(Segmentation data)

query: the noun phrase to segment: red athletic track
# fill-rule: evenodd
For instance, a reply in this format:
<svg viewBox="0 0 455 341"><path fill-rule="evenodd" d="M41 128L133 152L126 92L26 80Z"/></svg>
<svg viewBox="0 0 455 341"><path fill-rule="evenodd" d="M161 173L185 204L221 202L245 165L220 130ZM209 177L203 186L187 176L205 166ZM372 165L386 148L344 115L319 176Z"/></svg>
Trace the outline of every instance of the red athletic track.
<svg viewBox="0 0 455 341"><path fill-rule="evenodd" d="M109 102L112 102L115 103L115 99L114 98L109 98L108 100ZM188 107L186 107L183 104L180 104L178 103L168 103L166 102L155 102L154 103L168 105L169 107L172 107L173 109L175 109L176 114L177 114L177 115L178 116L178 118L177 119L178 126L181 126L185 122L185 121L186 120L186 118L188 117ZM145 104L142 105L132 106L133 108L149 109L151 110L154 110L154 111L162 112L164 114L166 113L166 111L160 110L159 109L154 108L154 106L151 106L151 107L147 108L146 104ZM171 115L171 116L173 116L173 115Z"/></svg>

## What you should do
Rewrite the records with "athletic track" renamed to "running track" everywhere it appears, leaving everything else as it is.

## Full answer
query: the noun phrase to segment: red running track
# fill-rule: evenodd
For instance, a reply in this format:
<svg viewBox="0 0 455 341"><path fill-rule="evenodd" d="M41 128L133 152L126 92L26 80Z"/></svg>
<svg viewBox="0 0 455 341"><path fill-rule="evenodd" d="M161 173L185 204L221 202L245 165L220 130ZM209 177L203 186L187 176L205 166ZM372 165L386 148L344 115L319 176Z"/></svg>
Trace the outline of every instance of the red running track.
<svg viewBox="0 0 455 341"><path fill-rule="evenodd" d="M109 102L112 102L115 103L115 99L114 98L109 98L108 100ZM188 107L186 107L183 104L180 104L178 103L168 103L166 102L155 102L154 103L168 105L169 107L172 107L173 109L175 109L176 114L177 114L177 115L178 116L178 118L177 119L178 126L181 126L185 122L185 121L186 120L186 118L188 117ZM145 104L142 105L132 106L133 108L149 109L151 110L154 110L154 111L162 112L164 114L166 113L166 111L160 110L159 109L154 108L154 106L151 106L151 107L147 108L146 104ZM171 115L171 116L173 116L173 115Z"/></svg>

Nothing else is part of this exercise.